--- Set of tasks ---
a: Answer these questions from the lavender article:
(i) What Latin word does the name "lavender" come from, and what does that word mean?
(ii) Over what heat should dried lavender be toasted for savory dishes?
(iii) What daily dose of lavender oil was given in the clinical trials?
Mark your answers (i), (ii), (iii).
b: Repeat the lavender article word for word, starting with "How to Make" and going on through "you are cooking.".
c: Write the next part of the lavender article, beginning after its final sentence.

--- Excerpt to read ---
== Segment start ==

Flavor Investigator: Lavender

If there was ever a flavour that I associated with elegance it would be lavender.  This might be because of its association with the South of France but I like to think the reason is its pale purple colour- a rarity in food and nature.  Lavenders flavour is characteristically known for being floral, herbal and sweet.

Lavender is not actually a single type of plants but a genus of flowering plants (Lavandula L.) which are found in the mint family, Lamiaceae. It is believed that Lavender originated back 2500 years ago in the Mediterranean, Middle East and India regions. The name itself derives from the Latin word ‘lavare’ meaning to ‘to wash.’ This is because the Romans bathed in the purple flower. Lavender today is cultivated around the world including regions such as Europe, Australia and the Americas.

How to Make Compounds Not Taste Like Soap

Lavender is a beautiful flower to smell but this beauty does not usually translate well to cooking.  When prepared incorrectly the flavour becomes overwhelming perfume-like and that is not a good thing.  How do you prevent this common kitchen mishap? First you need to understand what you are cooking.

Firstly, small amounts of lavender will go a long way.  When dried the flavour of lavender intensifies so use less of an amount than what you would use fresh.  For use in savoury dishes start by lightly toasting dried lavender in a dry skillet over medium heat. In doing so you evaporate the oils which contribute to perfumed notes. Instead what you are left with is the rustic and earthier flavours.  In contrast, if you are working with sweets than you never want to directly add the flower. Instead, try infusing your sugar first with lavender by grinding it or blend it with simple sugar.

Lavender Calming Abilities

Lavender today is more commercially used for its medicinal qualities rather than culinary. Medicinally lavender oil is used to soothe headaches, migraines and motion sickness. Additionally, it is reported to be beneficial for insomnia, anxiety and stress.  This belief can be backed by a particular scientific study. During three clinical trials lavender oil was administered at a dose of 80mg/day and was found to improve anxiety symptoms at a level comparable to 0.5mg/daily of lorazepam (a drug used to treat anxiety).

== Segment end ==

--- Extracted information ---
== Segment start ==

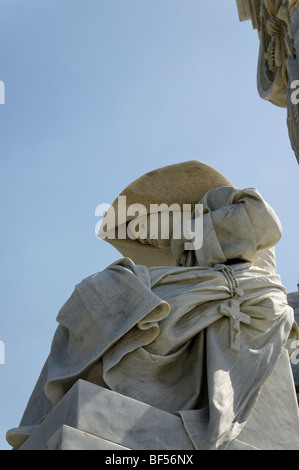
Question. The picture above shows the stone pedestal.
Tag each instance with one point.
(89, 417)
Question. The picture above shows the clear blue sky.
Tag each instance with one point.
(98, 92)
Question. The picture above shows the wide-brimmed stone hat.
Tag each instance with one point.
(182, 183)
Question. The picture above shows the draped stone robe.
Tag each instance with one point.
(198, 340)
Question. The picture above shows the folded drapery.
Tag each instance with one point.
(199, 341)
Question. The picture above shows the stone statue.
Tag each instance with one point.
(195, 332)
(278, 68)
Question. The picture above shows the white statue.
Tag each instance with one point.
(195, 332)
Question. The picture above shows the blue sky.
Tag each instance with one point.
(98, 92)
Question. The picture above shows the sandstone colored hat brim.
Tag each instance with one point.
(182, 183)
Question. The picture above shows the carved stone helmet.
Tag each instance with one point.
(179, 184)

== Segment end ==

--- Responses for each task ---
a:
(i) It comes from "lavare," meaning "to wash."
(ii) Medium heat, in a dry skillet.
(iii) 80mg a day.

b:
How to Make Compounds Not Taste Like Soap

Lavender is a beautiful flower to smell but this beauty does not usually translate well to cooking.  When prepared incorrectly the flavour becomes overwhelming perfume-like and that is not a good thing.  How do you prevent this common kitchen mishap? First you need to understand what you are cooking.

c:
Compounds Responsible for Lavender Flavour

In order to determine what compounds were responsible for the flavour of lavender scientists analyzed lavender oil and found the primary compounds responsible for the scent of lavender were linalyl acetate and linalool. Linalyl acetate is found in a large range of herbs and flowers not just lavender. This occurrence occurs in herbs we associate with being herbaceous such as sage, thyme and rosemary. Linalyl acetate is described as being sweet, green, floral, spicy with a clean, woody, terpy and contains a citrus nuance.  In contrast, linalool is used in almost all floral perfumes as it described as being as citrus, orange, floral, terpenic, waxy and rose.  It is a compound which highlights fruity flavours.

Unique Flavour Combinations for Lavender

  • Lavender and Balsamic Vinegar- Balsamic vinegar has a rich sweetness that has a slight tartness depending on the preparation.  This combination works well as the lavender adds a floral flavour and slight herbaceousness with can stand up to the richness of lavender.
  • Lavender and Ginger- This combination gives the taster a rustic feel as ginger is pungent and associated herbs and medicine. The herby character of lavender pairs well with the spiciness of ginger with added with sugar.
  • Lavender and Caraway- Despite having an anise flavour note, caraway has a flavour quite similar to lavender due both having earthy feel. If you’re looking for an aromatic combination try these two in a heavier vegetable cake like zucchnini.